##### Task input #####

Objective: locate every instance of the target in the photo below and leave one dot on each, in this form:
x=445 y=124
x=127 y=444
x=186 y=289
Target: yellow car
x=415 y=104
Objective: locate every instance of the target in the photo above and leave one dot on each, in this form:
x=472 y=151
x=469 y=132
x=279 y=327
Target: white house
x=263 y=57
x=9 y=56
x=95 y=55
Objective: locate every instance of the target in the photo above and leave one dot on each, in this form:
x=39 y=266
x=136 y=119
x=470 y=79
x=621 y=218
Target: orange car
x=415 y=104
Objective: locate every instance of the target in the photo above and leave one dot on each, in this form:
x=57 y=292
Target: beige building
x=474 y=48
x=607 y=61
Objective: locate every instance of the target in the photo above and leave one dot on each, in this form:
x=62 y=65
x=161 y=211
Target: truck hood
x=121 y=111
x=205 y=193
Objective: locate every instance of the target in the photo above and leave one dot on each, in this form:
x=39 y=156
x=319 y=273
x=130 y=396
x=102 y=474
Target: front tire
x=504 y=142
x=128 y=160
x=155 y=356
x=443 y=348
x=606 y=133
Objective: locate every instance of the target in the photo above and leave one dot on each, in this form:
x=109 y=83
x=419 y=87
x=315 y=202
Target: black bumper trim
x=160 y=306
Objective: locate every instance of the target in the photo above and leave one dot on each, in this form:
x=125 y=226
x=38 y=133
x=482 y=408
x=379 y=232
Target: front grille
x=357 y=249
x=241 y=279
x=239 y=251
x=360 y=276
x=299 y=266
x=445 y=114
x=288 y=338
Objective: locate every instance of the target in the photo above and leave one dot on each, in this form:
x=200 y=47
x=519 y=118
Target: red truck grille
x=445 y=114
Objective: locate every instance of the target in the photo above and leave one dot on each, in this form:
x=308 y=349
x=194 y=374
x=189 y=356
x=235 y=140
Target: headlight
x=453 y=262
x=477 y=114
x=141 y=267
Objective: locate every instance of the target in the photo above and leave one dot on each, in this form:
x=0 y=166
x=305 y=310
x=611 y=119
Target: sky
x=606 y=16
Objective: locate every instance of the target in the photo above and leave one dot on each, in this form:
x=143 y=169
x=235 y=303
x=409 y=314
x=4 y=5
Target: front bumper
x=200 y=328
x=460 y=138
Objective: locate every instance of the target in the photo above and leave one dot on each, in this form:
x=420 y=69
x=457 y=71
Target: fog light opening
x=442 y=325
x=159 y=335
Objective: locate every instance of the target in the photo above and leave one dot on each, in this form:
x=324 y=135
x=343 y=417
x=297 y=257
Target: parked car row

#####

Your task:
All that belongs in the answer is the lines from the start of the entries above through the line containing "x=469 y=132", each given exactly.

Task output:
Objective: locate every instance of the target in the photo below and leave one dot on each, in this form:
x=445 y=124
x=127 y=444
x=186 y=289
Target: yellow car
x=415 y=104
Objective: locate every instance of the target in the photo above and leave one dot on each, in this form:
x=472 y=151
x=469 y=132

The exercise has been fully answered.